### Problem description
Put every line from the one containing "[spot] the man's hair" through the end of the records into a Markdown table with the columns Row and Line, leaving out blank lines.

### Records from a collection
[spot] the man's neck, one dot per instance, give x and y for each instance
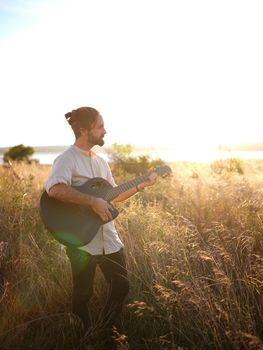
(83, 145)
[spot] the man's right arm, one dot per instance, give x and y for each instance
(67, 193)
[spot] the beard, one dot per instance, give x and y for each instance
(93, 140)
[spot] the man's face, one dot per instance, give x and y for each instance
(96, 134)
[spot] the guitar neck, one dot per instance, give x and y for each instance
(116, 191)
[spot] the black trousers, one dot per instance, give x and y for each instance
(113, 267)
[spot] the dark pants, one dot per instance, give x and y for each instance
(83, 267)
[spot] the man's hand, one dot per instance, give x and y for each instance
(102, 208)
(151, 180)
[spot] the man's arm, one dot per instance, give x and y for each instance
(67, 193)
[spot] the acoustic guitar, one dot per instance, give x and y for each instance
(76, 225)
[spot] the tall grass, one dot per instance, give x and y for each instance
(194, 253)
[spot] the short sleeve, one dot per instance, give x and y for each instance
(110, 176)
(61, 172)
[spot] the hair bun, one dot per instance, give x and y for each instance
(68, 117)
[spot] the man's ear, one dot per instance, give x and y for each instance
(83, 131)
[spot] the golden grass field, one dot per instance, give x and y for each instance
(194, 245)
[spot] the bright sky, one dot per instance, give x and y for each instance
(161, 72)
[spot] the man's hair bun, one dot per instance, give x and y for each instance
(68, 117)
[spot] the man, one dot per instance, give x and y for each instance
(73, 168)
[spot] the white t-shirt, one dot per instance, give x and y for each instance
(74, 167)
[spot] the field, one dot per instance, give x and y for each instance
(194, 245)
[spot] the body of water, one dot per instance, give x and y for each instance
(169, 155)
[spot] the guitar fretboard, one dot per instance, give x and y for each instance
(116, 191)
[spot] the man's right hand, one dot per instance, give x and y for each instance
(102, 208)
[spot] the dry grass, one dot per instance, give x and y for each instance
(194, 251)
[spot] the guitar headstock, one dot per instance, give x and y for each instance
(163, 170)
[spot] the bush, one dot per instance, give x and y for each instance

### Written solution
| Row | Line |
|---|---|
| 1 | [spot] the man's hair bun, one dot per instance, give x and y for each instance |
| 2 | (68, 117) |
| 3 | [spot] the man, one dot per instance, give x and y for each instance |
| 4 | (73, 168) |
| 5 | [spot] the white t-shirt, one dot per instance, give x and y for each instance |
| 6 | (74, 167) |
| 7 | [spot] the field, one dot per instance, give x and y for each instance |
| 8 | (194, 245) |
| 9 | [spot] the body of water, one dot per instance, give x and y for each instance |
| 10 | (169, 155) |
| 11 | [spot] the guitar fretboard, one dot per instance, give x and y for each instance |
| 12 | (116, 191) |
| 13 | [spot] the man's right hand, one dot per instance, give x and y for each instance |
| 14 | (102, 208) |
| 15 | [spot] the dry grass, one dot per instance, give x and y for each instance |
| 16 | (194, 251) |
| 17 | [spot] the guitar headstock, one dot per instance, give x and y for each instance |
| 18 | (163, 170) |
| 19 | [spot] the bush, one dot per instance, give x and y for each instance |